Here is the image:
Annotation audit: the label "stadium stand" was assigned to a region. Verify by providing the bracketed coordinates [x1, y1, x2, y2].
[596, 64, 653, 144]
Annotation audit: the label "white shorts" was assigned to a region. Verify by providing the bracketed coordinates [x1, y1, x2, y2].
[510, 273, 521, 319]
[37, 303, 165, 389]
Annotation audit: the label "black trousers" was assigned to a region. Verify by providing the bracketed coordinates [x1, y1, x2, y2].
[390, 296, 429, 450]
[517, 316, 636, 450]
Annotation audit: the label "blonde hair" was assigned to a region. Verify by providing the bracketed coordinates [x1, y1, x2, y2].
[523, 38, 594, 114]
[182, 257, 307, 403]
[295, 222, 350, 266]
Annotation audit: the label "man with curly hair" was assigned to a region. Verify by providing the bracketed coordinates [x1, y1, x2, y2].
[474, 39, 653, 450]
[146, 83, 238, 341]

========

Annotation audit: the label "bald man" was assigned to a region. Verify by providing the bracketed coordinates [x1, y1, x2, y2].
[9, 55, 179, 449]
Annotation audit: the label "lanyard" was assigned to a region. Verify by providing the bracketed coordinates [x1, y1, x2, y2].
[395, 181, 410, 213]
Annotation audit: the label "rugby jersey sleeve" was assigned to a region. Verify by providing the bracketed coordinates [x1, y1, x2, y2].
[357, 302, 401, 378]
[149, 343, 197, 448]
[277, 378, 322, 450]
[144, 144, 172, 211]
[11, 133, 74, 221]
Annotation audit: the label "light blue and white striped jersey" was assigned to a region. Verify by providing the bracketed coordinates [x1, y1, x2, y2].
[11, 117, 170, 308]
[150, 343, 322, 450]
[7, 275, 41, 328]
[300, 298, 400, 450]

========

EXERCISE: Write out, word for word, the lines of the material above between the line holding "Here is the" and the line holding "[37, 303, 165, 389]", inclusive.

SOLUTION:
Here is the image:
Annotation audit: the label "stadium stand" was assigned to a region. Verify by providing the bracketed coordinates [x1, y1, x2, y2].
[596, 64, 653, 144]
Annotation audit: the label "white shorts" was assigned to a region. Verify by providing the bracketed coordinates [x1, y1, x2, y2].
[510, 273, 521, 319]
[37, 303, 165, 389]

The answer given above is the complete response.